TEXT TO READ ->
Work in progress.
The goal of this GROBID module is to recognize in textual documents and PDF any mentions of softwares.
As the other GROBID models, the module relies only on machine learning and uses linear CRF.
Building module requires maven and JDK 1.8.
First install and build the latest development version of GROBID as explained by the documentation.
Copy the module software-mentions as sibling sub-project to grobid-core, grobid-trainer, etc.:
cp -r software-mentions grobid/
Copy the provided pre-trained model in the standard grobid-home path:
cd grobid/software-mentions/
mkdir ../grobid-home/models/software
cp resources/model/model.wapiti ../grobid-home/models/software/
Try compiling everything with:
mvn -Dmaven.test.skip=true clean install
Run some test:
mvn compile test
mvn -Dmaven.test.skip=true jetty:run-war
Javascript demo/console web app is then accessible at http://localhost:8060
. From the console and the RESTfull services
tab, you can process chunk of text (select ProcessText
) or process a complete PDF document (select Annotate PDF document
).
Using curl
POST/GET requests with some text:
curl -X POST -d "text=The next step is to install GROBID version 0.5.1." localhost:8060/processSoftwareText
which should return this:
{
"entities": [{
"software-name": {
"rawForm": "GROBID",
"offsetStart": 28,
"offsetEnd": 34
},
"type": "software",
"version-number": {
"rawForm": "version 0.5.1",
"offsetStart": 35,
"offsetEnd": 48
}
}],
"runtime": 2
}
curl -GET --data-urlencode "text=The final step is to update GROBID version 0.5.2-SNAPSHOT." localhost:8060/processSoftwareText
Using curl
POST/PUT requests with a PDF file:
curl --form input=@./thefile.pdf localhost:8060/annotateSoftwarePDF
Runtimes are expressed in milliseconds.
For training the software model with all the available training data:
> cd PATH-TO-GROBID/grobid/software-mentions/
> mvn generate-resources -Ptrain_software
The training data must be under software-mentions/resources/dataset/software/corpus
For evaluating under the labeled data under grobid-astro/resources/dataset/software/evaluation
, use the command:
> mvn compile exec:exec -Peval_software
The following commands will split automatically and randomly the available annotated data (under resources/dataset/software/corpus/
) into a training set and an evaluation set, train a model based on the first set and launch an evaluation based on the second set.
> mvn compile exec:exec -Peval_software_split
In this mode, by default, 90% of the available data is used for training and the remaining for evaluation. This ratio can be changed by editing the corresponding exec profile in the pom.xml
file.
The source of training data is the softcite dataset developed by James Howison Lab at the University of Texas at Austin. The data need to be compiled with actual PDF content prelimiary to training in order to create XML annotated document (MUC conference style). This is done with the following command which takes 3 arguments:
> mvn exec:java -Dexec.mainClass=org.grobid.trainer.AnnotatedCorpusGeneratorCSV -Dexec.args="path/to/the/pdf/repo/ /path/to/csv/softcite-dataset/data/csv_dataset/ resources/dataset/software/corpus/"

RECORD EXTRACTS ->
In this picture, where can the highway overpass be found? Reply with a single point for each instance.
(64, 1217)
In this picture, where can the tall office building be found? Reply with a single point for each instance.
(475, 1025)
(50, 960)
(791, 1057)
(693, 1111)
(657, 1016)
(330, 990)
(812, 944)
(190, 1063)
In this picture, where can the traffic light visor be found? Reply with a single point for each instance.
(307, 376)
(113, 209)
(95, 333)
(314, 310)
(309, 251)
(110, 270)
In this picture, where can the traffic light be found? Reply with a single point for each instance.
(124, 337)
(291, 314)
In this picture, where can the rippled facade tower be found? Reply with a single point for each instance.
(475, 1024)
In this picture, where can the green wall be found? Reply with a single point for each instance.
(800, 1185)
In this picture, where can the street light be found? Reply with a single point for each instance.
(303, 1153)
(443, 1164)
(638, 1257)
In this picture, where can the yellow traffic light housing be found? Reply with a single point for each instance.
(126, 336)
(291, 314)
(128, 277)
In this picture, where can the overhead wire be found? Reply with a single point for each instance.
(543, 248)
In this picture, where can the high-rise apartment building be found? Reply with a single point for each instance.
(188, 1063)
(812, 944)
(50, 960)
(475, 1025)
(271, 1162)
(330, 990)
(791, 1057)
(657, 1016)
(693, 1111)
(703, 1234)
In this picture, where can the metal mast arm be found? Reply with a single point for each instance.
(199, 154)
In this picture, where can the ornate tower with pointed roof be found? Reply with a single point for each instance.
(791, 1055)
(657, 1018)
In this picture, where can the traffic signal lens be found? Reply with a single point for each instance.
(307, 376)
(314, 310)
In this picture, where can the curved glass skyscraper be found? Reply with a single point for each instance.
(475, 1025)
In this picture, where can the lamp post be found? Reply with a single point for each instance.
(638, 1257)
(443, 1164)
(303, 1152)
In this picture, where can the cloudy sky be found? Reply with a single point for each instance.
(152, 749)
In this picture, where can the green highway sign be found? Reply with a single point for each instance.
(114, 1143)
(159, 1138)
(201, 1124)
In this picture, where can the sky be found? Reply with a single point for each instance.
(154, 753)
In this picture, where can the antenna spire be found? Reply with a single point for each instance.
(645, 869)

EXERCISE SET ->
1: Answer these questions from the text on the GROBID software-mentions module, one answer per line, marked the same way:
(a) Which JDK version does building the module require?
(b) In what unit are runtimes expressed?
(c) In the split evaluation mode, what share of the available data goes to training by default?
2: Continue the text on the GROBID software-mentions module from the point where it stops.

EXPECTED ANSWERS ->
1:
(a) JDK 1.8
(b) Milliseconds
(c) 90%

2:
The path to the PDF repo is the path where the PDF corresponding to the annotated document will be downloaded (done only the first time). For instance:
> mvn exec:java -Dexec.mainClass=org.grobid.trainer.AnnotatedCorpusGeneratorCSV -Dexec.args="/home/lopez/tools/softcite-dataset/pdf/ /home/lopez/tools/softcite-dataset/data/csv_dataset/ resources/dataset/software/corpus/"
The compiled XML training files will be written in the standard GROBID training path for the softwate recognition model under grobid/software-mentions/resources/dataset/software/corpus/
.
The import process includes the computation of standard Inter-Annotator Agreement (IIA) measures for the documents being annotated by at least two annotators. For the moment, the reported IIA is a percentage agreement measure, with standard error and confidence interval.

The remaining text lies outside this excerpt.